- Descrição da tarefa: Dê continuidade ao trecho sobre Giovanni Drogo, o personagem de Buzzati, começando logo após a última frase apresentada.

- Trecho extraído:
A doença que aflige o homem de Buzzati é mais do que uma insensatez genérica; é, antes, o resultado de uma incapacidade de encontrar um nexo entre desejos, esperanças e o realizável. Condenado pela marcha do tempo, resigna-se, mas prefere agir como se fosse imortal. Desenhado com traços duros, é este o retrato de Giovanni Drogo. “Ilude-se com uma gloriosa desforra a longo prazo, acredita possuir ainda uma imensidão de tempo disponível, renuncia desse modo à mesquinha luta pela vida cotidiana. ‘Chegará o dia em que todas as contas serão generosamente ajustadas’, pensa”. Contudo, nunca terá totalmente a paga pelo auto-engano, a dúvida sempre persistirá: E “se fosse um homem comum, a quem por direito não cabe senão um destino medíocre?”.

- Material fornecido:
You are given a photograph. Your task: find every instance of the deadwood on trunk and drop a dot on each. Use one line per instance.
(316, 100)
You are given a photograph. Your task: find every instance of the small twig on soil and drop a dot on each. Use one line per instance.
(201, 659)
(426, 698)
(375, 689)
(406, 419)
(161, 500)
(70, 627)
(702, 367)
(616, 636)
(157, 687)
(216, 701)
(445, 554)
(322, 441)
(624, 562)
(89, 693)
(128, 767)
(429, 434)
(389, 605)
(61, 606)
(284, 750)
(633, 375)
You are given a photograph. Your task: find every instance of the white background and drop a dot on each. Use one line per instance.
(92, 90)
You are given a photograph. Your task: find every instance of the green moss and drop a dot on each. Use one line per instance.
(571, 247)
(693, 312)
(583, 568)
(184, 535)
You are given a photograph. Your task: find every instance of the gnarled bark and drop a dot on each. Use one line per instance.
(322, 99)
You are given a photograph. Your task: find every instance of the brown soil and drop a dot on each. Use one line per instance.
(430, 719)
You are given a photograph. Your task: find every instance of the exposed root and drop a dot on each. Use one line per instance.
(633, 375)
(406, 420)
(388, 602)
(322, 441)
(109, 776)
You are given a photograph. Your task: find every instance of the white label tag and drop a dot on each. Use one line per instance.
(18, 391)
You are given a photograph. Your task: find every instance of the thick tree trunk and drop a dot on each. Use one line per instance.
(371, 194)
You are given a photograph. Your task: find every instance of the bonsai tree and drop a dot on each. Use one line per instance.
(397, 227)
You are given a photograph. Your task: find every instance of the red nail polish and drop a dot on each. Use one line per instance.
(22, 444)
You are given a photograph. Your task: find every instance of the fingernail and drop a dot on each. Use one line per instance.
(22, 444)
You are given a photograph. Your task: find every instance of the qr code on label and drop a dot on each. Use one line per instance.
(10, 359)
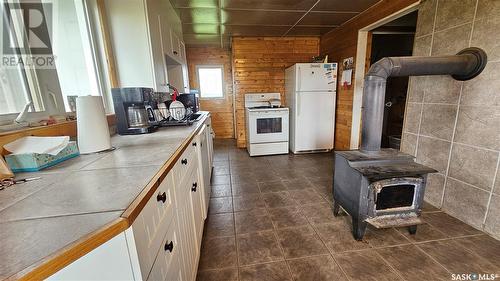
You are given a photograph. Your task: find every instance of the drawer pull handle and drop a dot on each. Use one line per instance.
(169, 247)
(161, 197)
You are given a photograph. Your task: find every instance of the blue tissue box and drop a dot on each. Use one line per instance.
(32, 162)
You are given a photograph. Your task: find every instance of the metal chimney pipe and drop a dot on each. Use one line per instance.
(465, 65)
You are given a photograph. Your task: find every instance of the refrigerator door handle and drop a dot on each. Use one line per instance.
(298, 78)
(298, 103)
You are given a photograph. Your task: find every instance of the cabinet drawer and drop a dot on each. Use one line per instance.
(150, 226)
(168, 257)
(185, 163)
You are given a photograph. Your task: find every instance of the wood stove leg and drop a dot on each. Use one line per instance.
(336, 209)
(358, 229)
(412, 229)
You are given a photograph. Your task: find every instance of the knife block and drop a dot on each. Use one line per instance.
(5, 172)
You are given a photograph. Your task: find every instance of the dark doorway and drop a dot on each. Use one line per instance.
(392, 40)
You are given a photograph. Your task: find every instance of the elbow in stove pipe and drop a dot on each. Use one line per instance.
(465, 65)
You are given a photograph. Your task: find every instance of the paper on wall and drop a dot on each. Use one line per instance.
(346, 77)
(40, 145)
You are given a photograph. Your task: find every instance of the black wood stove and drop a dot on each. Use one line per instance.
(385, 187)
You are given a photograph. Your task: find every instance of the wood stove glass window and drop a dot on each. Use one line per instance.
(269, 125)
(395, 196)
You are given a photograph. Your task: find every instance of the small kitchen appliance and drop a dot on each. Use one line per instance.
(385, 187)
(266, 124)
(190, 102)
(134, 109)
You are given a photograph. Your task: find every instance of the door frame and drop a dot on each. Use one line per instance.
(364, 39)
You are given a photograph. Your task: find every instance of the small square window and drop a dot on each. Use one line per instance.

...

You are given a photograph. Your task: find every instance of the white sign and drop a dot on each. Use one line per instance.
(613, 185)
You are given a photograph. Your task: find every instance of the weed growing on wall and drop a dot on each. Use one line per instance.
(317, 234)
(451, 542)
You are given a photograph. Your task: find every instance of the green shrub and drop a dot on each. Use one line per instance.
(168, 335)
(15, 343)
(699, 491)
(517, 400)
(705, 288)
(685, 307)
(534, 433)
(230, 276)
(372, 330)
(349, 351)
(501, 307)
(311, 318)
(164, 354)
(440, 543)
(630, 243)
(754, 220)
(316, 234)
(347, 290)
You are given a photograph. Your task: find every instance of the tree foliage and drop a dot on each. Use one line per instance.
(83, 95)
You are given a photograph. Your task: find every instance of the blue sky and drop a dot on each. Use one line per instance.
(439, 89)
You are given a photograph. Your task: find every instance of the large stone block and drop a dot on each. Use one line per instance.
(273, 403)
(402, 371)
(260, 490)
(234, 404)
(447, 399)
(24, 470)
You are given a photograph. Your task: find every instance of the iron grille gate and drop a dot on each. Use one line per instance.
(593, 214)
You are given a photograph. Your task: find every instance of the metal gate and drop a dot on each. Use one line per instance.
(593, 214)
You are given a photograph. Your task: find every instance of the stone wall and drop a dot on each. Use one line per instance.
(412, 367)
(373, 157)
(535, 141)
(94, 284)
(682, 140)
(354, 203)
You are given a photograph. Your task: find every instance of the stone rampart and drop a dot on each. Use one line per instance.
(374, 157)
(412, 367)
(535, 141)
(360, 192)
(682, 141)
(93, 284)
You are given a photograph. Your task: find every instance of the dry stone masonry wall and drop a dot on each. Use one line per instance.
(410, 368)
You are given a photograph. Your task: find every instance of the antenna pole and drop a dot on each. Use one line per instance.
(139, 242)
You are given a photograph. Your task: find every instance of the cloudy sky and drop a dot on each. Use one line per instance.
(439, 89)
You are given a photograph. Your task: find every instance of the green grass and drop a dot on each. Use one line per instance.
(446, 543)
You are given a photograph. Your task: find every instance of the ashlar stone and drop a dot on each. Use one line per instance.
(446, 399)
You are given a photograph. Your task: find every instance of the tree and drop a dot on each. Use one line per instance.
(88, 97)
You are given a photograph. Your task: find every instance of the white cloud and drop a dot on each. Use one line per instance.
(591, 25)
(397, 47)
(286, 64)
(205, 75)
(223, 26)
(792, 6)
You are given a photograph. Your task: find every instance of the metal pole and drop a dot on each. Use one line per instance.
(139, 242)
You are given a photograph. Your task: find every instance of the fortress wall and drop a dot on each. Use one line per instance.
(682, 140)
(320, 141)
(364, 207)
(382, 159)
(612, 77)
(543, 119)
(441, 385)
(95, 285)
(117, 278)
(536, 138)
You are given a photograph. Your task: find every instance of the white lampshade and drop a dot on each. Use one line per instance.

- Resposta:
Tonalidades como essas também podem ser vislumbradas em seus contos, alguns deles publicados no livro As Noites Difíceis (1971), que também será reeditado. Neles se encontra aquela atmosfera onírica que precipita confusões em torno de sua obra, mas o fato é que quase sempre elas estão ligadas a essa sensação, bastante palpável, de que em algum momento cada homem falha com sua vida. Lá está, por exemplo, o estudioso que passou a vida à procura do sepulcro de Átila e, quando o encontra, percebe que está só, que todos os que o ajudaram na missão estão mortos; ou o herdeiro que descobre, num lugar longínquo da cidade, uma montanha de caixas, cada uma guardando um dia perdido de sua vida; ou, mais ainda, a história do presunçoso Giuseppe Godrin (sintomaticamente, semelhante no nome e na situação com Drogo), que constrói uma torre para ser o primeiro a avistar a invasão dos Saturnos e esquece o mundo que deixou para trás.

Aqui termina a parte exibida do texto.